Write out only the final part of the records below. It begins with the line that contains "Where exactly is the rough" and ends with the last line.

━━━━━ MATERIAL FOR THE TASK

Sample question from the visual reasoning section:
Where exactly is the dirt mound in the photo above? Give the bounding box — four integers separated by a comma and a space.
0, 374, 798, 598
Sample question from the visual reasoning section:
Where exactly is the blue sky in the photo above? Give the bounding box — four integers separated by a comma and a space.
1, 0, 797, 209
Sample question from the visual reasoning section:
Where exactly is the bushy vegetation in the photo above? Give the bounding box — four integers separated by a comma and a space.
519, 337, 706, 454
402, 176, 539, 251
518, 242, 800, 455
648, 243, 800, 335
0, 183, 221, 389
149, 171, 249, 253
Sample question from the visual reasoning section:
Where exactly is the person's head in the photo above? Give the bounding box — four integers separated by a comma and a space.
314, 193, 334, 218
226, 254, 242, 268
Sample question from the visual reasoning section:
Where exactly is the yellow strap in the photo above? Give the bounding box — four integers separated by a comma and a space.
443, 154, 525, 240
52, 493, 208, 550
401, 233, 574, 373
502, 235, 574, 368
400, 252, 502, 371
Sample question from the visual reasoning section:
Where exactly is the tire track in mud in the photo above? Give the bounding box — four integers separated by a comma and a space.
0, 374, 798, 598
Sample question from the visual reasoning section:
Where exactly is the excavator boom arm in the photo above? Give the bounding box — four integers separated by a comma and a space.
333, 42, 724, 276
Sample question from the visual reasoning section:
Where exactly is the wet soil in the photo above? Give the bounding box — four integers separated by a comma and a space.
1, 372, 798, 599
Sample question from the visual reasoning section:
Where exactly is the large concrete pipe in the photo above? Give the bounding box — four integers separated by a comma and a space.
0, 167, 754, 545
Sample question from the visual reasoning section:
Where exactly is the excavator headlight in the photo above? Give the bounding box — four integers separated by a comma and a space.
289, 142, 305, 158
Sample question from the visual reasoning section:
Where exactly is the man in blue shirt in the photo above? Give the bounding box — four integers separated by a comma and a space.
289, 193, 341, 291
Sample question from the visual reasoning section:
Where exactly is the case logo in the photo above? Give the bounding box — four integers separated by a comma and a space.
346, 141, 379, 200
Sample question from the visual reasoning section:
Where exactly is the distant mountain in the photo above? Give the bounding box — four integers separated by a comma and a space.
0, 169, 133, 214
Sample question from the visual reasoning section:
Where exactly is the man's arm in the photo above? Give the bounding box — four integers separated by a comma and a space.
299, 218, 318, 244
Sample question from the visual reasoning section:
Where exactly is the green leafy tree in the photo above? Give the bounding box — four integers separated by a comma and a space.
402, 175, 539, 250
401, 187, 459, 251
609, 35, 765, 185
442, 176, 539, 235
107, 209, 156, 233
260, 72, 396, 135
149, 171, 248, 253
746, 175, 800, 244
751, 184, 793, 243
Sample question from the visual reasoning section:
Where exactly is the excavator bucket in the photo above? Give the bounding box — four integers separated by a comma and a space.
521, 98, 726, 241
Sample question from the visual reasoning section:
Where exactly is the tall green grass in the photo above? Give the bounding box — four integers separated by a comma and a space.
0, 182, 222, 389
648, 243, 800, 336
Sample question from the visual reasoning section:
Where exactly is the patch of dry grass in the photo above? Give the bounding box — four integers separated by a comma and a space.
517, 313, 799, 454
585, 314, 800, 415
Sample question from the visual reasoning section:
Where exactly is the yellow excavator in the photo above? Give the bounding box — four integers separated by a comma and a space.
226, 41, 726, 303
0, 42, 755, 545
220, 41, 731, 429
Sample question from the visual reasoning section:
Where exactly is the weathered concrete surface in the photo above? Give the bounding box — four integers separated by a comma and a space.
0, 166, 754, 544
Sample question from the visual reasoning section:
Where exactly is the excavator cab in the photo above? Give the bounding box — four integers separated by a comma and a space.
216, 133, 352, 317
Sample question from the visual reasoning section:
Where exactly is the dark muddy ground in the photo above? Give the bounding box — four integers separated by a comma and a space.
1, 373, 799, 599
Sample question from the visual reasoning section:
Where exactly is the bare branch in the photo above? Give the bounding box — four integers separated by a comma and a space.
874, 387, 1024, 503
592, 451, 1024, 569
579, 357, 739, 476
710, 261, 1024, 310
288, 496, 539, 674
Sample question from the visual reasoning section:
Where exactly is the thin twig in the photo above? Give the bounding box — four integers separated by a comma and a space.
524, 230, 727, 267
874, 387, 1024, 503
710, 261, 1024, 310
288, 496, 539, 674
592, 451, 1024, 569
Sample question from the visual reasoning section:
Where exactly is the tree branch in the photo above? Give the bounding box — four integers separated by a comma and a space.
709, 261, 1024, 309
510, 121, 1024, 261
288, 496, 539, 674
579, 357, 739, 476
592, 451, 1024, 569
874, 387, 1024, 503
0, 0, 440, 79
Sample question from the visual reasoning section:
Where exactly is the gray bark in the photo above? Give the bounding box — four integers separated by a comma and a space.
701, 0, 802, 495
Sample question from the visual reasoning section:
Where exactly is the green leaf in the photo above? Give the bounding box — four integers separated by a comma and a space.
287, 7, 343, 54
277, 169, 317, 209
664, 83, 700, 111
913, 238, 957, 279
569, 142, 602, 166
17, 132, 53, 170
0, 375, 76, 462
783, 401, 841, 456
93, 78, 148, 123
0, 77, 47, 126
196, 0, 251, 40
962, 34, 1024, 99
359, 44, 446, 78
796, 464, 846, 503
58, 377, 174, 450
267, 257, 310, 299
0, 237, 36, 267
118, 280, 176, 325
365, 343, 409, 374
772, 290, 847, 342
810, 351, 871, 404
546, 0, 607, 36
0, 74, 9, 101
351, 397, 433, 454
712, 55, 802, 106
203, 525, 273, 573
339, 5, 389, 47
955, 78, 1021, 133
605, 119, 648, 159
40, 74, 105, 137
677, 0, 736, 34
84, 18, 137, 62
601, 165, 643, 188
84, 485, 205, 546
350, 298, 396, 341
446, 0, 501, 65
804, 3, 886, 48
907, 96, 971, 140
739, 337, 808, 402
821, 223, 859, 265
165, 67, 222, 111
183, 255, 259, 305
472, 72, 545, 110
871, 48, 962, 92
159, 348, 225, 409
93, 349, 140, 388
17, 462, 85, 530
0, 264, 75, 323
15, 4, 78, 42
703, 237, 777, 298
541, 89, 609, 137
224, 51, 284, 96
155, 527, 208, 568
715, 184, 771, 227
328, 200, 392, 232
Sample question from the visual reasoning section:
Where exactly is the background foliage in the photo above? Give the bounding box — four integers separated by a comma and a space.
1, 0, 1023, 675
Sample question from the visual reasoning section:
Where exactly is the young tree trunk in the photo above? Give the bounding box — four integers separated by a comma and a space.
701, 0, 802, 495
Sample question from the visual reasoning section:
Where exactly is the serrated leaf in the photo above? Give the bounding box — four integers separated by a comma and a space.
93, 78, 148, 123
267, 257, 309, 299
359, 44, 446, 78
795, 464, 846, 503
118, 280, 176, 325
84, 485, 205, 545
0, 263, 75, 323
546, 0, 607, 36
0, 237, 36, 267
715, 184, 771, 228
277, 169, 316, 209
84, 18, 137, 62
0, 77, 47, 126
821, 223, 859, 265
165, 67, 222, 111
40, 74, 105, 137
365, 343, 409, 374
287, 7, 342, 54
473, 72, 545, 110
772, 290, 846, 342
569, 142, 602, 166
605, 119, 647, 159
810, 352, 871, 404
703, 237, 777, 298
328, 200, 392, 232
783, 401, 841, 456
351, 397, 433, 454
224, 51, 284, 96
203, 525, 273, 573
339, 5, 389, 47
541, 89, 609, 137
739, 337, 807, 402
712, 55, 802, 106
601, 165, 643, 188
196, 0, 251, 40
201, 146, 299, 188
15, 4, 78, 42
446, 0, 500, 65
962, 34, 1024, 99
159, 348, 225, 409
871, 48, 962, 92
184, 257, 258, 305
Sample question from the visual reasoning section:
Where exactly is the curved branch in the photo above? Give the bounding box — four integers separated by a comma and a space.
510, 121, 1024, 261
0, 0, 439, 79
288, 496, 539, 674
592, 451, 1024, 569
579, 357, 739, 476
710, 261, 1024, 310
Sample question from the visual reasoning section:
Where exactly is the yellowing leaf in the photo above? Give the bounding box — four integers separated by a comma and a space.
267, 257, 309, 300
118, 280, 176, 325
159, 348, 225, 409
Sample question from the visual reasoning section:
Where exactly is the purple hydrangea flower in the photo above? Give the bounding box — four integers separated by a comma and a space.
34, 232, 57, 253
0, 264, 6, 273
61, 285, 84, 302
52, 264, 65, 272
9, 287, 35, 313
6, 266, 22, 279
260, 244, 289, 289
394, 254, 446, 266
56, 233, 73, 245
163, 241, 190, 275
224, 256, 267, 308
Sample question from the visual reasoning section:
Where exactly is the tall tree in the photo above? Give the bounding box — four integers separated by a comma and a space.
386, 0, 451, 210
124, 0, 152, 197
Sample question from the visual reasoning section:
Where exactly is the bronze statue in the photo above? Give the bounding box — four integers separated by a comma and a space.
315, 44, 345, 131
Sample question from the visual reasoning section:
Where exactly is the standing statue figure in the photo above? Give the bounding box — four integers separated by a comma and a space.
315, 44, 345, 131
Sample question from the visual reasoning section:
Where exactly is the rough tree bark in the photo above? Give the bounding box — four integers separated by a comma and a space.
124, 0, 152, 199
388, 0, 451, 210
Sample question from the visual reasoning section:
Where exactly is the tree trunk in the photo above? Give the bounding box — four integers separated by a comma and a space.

━━━━━━━━━━

### OUTPUT
Where exactly is the rough tree bark in the photo above? Give the bounding box — four integers separated by a comma and a space.
124, 0, 152, 199
388, 0, 451, 210
Sample question from the visual reasoning section:
Where exactly is the tree trunk in the photo above? Give the bounding box — four integers separated by a comma and a space.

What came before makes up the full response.